• Given exercise
Omit all images. Transcribe the rest of the material below exactly.

• Rows
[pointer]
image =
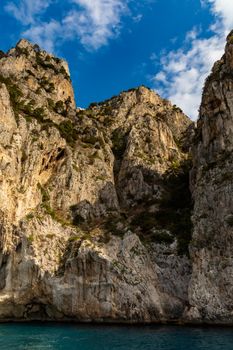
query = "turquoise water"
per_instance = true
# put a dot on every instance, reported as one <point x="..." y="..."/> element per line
<point x="72" y="337"/>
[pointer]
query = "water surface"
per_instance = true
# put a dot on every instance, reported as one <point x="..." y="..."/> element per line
<point x="34" y="336"/>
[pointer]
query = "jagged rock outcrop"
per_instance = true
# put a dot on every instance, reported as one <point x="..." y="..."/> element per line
<point x="95" y="204"/>
<point x="210" y="290"/>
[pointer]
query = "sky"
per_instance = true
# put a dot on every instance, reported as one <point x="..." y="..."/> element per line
<point x="114" y="45"/>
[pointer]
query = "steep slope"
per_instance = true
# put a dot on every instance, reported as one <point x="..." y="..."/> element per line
<point x="94" y="204"/>
<point x="210" y="291"/>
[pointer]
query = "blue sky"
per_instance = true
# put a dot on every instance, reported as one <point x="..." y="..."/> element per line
<point x="114" y="45"/>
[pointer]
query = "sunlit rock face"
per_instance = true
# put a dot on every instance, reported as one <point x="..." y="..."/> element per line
<point x="210" y="290"/>
<point x="95" y="207"/>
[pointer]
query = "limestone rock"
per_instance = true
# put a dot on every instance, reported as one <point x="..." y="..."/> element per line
<point x="210" y="289"/>
<point x="95" y="207"/>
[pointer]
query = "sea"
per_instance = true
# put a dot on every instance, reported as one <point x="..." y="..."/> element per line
<point x="46" y="336"/>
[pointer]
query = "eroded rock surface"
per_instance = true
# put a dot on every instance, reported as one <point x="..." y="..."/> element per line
<point x="95" y="207"/>
<point x="210" y="290"/>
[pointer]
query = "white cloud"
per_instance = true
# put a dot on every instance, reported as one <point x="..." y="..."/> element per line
<point x="27" y="10"/>
<point x="93" y="23"/>
<point x="185" y="70"/>
<point x="44" y="34"/>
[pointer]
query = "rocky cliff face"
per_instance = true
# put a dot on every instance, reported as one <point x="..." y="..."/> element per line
<point x="210" y="290"/>
<point x="94" y="221"/>
<point x="95" y="204"/>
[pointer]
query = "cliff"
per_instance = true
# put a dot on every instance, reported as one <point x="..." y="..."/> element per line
<point x="97" y="220"/>
<point x="211" y="249"/>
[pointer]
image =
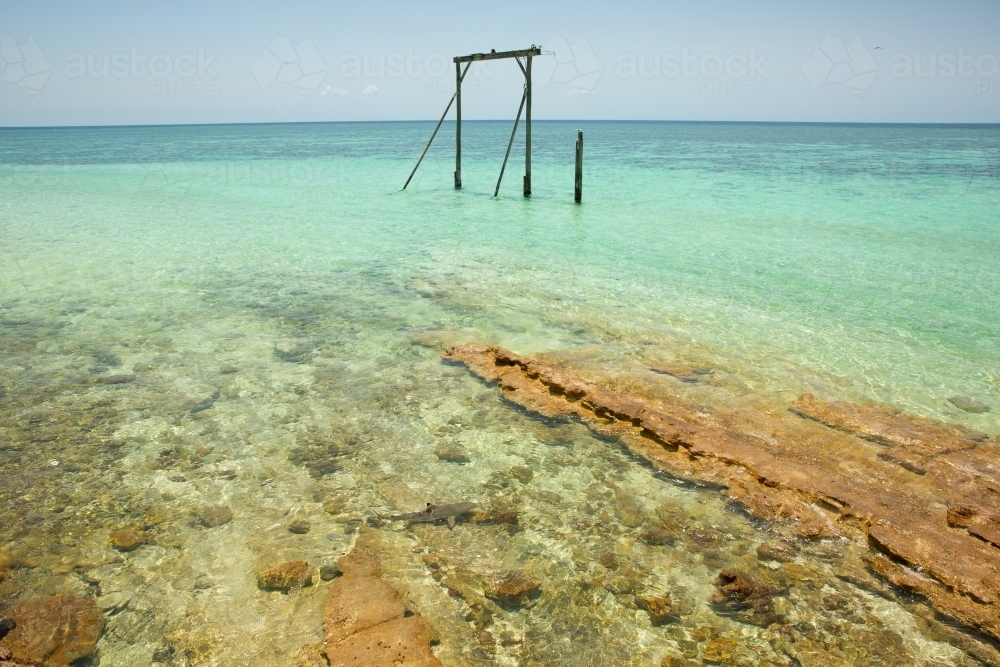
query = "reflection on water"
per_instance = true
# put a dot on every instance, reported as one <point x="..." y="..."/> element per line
<point x="200" y="381"/>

• Full answer
[pointer]
image =
query = "turquoise water"
per_instance = true
# put a dot on every instance, reported as one <point x="..." y="..."/> element per line
<point x="72" y="337"/>
[pointer]
query = "water surface"
per_instance = true
# put a dot on every instance, reported as one <point x="..." y="..."/> element per line
<point x="34" y="336"/>
[pointer]
query = "jagged rock outcrop"
per_instance = true
# put a dot on every instance, reported as one <point x="..." y="..."/> element per line
<point x="95" y="204"/>
<point x="210" y="290"/>
[pointer]
query = "sky"
per_instance = true
# put a dot on every instance, reported as one <point x="..." y="..."/> element per line
<point x="114" y="45"/>
[pointer]
query = "steep slope"
per_instance = true
# put a dot on every instance, reported as one <point x="..." y="..."/> element per line
<point x="94" y="204"/>
<point x="210" y="291"/>
[pointer]
query = "blue sky"
per_instance = true
# put a dot on every instance, reported as one <point x="..." y="..."/> element per line
<point x="114" y="45"/>
[pointer]
query = "sunlit rock face"
per_instance = true
# put a dot on every instance, reported as one <point x="..." y="..."/> element per line
<point x="210" y="290"/>
<point x="95" y="207"/>
[pointer]
query = "limestone rock"
per_instance = true
# put a dot on every instance, reported as one <point x="..." y="..."/> element per line
<point x="210" y="289"/>
<point x="95" y="207"/>
[pointer]
query = "sea"
per_instance = true
# put a dot on every instance, reported as one <point x="..." y="..."/> element per line
<point x="46" y="336"/>
[pointer]
query = "eroded rock surface"
per_instance = true
# put a dot on every instance, reported as one <point x="..." y="..."/> element per line
<point x="95" y="207"/>
<point x="210" y="290"/>
[pointer]
query = "white cloud"
per_instance = true
# put a dot on every instance, reported as one <point x="..." y="..."/> element per line
<point x="27" y="10"/>
<point x="93" y="23"/>
<point x="185" y="70"/>
<point x="44" y="34"/>
[pointer]
query = "rocky cliff face"
per_instance = true
# put a dot on every instance, reported as one <point x="..." y="..."/> element per line
<point x="210" y="290"/>
<point x="94" y="221"/>
<point x="95" y="204"/>
[pointer]
query = "cliff"
per_instance = true
# put a dot on every instance, reported as one <point x="..." y="..."/> element per line
<point x="97" y="220"/>
<point x="211" y="249"/>
[pointer]
image =
query = "reflection on water"
per_instance = true
# put a dot on every instance, reported as one <point x="..." y="..."/> element per line
<point x="200" y="381"/>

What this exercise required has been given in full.